**Goal**
Starting at the first line below and ending at the line that contains "x=995 y=493", write those lines out again, changing "shirt sleeve" to "coat sleeve" and leaving everything else as it is.

|---|

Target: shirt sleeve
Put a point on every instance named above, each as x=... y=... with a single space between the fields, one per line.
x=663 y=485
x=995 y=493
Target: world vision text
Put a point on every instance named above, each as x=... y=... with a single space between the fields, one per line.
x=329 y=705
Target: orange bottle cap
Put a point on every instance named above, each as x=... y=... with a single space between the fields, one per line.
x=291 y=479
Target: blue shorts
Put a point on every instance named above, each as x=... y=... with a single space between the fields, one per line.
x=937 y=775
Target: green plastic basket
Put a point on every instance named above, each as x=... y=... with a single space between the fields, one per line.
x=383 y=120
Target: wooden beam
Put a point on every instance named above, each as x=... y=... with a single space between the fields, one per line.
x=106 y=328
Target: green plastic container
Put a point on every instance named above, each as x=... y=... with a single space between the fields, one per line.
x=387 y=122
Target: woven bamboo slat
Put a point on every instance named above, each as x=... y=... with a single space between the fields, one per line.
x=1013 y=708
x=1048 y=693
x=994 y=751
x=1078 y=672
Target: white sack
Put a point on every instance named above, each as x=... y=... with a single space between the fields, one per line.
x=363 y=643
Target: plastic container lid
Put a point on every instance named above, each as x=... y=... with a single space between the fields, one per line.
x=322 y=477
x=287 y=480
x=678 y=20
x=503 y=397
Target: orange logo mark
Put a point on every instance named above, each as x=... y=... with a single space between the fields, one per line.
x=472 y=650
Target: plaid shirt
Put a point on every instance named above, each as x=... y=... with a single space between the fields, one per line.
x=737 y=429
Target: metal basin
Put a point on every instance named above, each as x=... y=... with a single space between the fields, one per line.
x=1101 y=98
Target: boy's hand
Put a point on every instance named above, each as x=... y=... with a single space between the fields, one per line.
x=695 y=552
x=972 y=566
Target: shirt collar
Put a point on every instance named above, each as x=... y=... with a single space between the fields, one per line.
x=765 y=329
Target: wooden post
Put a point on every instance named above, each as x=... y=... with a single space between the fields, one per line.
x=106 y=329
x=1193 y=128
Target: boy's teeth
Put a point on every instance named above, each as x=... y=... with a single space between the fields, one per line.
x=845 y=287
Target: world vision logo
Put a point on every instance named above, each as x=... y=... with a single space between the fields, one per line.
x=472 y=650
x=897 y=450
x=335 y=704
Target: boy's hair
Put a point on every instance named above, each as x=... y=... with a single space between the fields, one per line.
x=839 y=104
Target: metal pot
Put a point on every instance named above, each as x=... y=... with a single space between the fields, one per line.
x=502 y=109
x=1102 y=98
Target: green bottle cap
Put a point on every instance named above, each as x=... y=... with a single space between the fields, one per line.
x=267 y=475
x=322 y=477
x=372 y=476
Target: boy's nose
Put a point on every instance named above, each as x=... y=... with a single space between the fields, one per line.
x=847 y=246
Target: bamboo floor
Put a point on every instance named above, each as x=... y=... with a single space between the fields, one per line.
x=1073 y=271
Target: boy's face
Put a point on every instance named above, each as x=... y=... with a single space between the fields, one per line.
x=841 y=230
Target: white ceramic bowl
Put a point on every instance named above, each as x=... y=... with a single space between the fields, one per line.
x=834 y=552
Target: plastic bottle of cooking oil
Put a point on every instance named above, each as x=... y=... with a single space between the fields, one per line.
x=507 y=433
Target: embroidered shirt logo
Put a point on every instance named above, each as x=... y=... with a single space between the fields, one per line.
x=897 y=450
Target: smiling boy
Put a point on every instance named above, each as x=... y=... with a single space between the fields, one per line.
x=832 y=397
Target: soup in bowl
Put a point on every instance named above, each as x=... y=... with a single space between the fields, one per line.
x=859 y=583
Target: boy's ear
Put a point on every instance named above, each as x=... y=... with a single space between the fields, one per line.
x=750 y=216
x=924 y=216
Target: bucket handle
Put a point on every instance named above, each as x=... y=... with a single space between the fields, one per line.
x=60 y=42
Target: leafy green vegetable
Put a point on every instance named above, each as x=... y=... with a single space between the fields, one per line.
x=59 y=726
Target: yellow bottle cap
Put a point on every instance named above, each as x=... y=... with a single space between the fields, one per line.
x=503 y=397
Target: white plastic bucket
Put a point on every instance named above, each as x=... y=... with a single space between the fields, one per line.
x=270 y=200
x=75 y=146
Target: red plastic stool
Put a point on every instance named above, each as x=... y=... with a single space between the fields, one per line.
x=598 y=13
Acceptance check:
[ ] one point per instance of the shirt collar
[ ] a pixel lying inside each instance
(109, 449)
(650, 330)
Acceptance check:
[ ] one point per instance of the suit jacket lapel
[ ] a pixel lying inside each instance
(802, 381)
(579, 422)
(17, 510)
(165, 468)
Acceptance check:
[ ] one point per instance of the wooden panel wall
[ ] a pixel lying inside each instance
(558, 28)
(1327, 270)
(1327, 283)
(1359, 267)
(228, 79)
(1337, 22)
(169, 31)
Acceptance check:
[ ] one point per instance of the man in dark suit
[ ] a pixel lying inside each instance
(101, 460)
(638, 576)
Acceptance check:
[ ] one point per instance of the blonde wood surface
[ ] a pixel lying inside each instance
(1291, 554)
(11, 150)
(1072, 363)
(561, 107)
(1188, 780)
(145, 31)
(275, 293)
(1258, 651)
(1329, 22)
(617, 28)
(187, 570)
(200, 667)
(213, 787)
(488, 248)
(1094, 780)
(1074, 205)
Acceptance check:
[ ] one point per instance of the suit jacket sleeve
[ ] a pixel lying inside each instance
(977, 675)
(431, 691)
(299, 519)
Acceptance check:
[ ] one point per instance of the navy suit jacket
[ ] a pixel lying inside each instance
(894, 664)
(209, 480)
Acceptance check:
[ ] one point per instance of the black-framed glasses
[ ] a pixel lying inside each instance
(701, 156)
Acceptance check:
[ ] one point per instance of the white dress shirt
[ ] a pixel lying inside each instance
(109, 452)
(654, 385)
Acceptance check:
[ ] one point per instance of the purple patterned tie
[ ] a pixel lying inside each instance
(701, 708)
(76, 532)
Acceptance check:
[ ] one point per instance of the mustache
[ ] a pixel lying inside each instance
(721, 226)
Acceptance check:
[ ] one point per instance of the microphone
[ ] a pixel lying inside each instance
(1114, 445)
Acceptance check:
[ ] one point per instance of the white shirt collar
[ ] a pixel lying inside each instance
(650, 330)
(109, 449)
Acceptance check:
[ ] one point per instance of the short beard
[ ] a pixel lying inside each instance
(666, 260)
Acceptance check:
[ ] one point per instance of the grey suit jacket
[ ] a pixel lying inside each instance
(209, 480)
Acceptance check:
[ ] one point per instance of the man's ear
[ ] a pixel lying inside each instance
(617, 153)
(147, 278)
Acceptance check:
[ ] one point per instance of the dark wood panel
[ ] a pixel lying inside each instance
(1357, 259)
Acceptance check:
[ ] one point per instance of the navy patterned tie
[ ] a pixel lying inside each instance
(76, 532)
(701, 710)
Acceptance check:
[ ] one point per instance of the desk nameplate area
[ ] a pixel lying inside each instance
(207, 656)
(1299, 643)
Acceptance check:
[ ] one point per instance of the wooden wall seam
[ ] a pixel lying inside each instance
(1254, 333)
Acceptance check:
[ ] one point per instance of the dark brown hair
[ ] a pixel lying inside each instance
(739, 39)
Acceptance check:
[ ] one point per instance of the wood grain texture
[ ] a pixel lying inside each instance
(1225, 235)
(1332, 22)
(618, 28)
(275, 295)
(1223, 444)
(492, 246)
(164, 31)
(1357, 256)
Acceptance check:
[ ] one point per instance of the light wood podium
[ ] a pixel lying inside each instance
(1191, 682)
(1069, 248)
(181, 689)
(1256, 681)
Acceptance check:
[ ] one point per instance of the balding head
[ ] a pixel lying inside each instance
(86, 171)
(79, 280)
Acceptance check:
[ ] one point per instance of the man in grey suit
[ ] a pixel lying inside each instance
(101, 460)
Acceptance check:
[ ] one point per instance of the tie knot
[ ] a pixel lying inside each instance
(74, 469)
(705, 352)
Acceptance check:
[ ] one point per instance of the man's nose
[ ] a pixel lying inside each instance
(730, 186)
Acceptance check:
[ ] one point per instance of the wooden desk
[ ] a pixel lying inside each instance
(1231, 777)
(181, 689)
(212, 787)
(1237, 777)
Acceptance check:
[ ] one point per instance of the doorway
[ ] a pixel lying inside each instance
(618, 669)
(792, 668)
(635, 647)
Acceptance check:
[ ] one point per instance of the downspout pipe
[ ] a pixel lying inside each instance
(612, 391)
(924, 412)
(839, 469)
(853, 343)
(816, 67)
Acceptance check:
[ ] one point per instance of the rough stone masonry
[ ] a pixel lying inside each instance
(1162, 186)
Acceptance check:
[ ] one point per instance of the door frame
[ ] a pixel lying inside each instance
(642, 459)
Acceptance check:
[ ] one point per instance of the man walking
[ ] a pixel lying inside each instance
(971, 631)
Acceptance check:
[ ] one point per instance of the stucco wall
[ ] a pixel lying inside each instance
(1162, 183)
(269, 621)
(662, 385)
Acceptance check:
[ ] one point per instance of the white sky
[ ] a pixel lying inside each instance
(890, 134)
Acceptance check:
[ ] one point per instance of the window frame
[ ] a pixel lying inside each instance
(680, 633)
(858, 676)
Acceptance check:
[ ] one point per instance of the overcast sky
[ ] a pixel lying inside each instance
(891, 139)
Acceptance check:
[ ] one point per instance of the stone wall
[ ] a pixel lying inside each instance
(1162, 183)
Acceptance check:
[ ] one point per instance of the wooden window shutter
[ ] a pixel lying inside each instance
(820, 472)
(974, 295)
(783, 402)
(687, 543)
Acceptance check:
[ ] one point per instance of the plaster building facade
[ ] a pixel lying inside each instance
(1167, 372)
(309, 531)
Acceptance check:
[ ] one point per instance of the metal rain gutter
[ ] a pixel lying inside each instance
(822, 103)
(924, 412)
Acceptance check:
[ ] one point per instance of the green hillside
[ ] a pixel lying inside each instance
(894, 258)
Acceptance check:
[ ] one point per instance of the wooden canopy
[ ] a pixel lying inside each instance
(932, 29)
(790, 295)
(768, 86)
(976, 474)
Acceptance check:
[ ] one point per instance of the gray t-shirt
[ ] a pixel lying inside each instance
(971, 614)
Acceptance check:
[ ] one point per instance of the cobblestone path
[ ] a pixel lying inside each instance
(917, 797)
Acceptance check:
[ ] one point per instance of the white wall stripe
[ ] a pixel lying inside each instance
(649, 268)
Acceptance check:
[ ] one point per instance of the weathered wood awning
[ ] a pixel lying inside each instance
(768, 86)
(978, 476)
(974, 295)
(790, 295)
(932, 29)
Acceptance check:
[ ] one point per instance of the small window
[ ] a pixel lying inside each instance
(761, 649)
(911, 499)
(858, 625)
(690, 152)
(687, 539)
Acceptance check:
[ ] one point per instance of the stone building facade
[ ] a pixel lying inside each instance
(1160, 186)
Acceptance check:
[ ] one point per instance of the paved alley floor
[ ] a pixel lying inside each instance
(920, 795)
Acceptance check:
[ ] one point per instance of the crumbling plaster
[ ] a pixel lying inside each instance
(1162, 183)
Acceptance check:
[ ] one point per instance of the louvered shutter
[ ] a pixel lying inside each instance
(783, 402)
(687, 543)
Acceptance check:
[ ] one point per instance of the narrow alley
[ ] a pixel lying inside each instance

|---|

**Finished task**
Target: coat sleeve
Put a point on every instance named above, each as x=... y=... with a single space between the fields, one per line.
x=663 y=485
x=995 y=493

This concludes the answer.